[Point annotation rows]
####################

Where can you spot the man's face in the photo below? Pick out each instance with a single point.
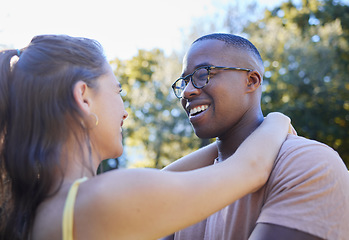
(218, 108)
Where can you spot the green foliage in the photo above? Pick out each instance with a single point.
(306, 54)
(156, 120)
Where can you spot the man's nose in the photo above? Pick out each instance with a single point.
(190, 90)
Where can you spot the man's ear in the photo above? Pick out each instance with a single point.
(254, 80)
(81, 96)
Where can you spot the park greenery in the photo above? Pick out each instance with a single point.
(305, 49)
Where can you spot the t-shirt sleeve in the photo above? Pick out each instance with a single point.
(308, 190)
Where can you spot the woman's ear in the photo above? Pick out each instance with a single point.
(81, 96)
(254, 80)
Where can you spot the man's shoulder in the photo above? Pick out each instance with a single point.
(297, 147)
(304, 157)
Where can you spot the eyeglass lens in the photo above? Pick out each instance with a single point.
(199, 80)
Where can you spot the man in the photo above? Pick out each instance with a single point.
(307, 194)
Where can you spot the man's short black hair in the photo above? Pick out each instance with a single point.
(233, 41)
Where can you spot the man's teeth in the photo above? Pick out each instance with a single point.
(198, 109)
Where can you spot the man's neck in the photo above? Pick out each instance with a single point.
(228, 143)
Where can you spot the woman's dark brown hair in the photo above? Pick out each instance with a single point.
(37, 116)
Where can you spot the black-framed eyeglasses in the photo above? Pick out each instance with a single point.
(199, 78)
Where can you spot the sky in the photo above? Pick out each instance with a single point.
(122, 27)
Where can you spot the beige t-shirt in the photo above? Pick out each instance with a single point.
(308, 190)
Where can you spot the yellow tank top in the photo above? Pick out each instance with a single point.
(68, 212)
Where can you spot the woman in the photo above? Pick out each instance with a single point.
(61, 114)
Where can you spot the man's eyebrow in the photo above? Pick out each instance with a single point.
(204, 64)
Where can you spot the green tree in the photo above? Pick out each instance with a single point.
(156, 122)
(306, 55)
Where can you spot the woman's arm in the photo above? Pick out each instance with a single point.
(149, 204)
(202, 157)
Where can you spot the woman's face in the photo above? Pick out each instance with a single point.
(109, 108)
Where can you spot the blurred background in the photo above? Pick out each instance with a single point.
(304, 45)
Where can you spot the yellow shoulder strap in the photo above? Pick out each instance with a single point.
(68, 212)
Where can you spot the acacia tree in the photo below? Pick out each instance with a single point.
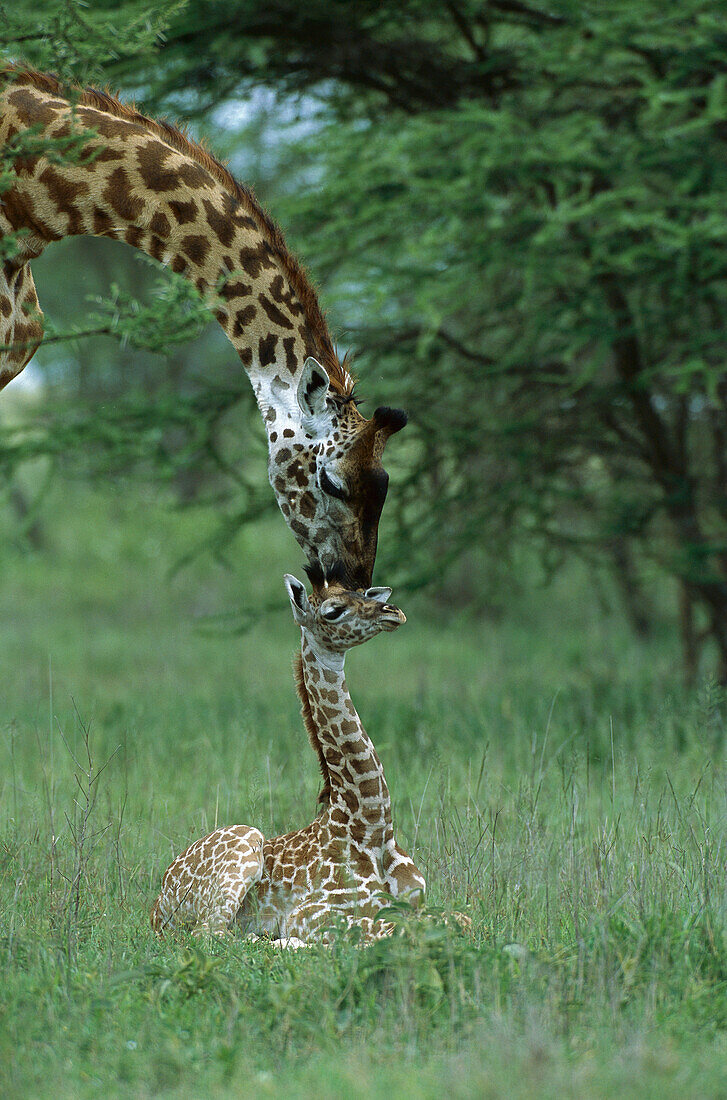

####################

Instructions to follow:
Copy the rows above word for word, starting at the line containing "Where can you spot the woman's face" and continuing through the last row. Omit any picture.

Correct answer:
Where can you spot the woman's face in the photo above? Pick out each instance with a single point.
(109, 108)
Where can you spot the blurred background in the photo above? Pick out each instance with a single point.
(304, 45)
Where can you spot the yellow shoulder strap in the photo above? Pick out each instance with a single point.
(68, 212)
Where can you spot the acacia tree in the photo below? Pick out each instance with a single point.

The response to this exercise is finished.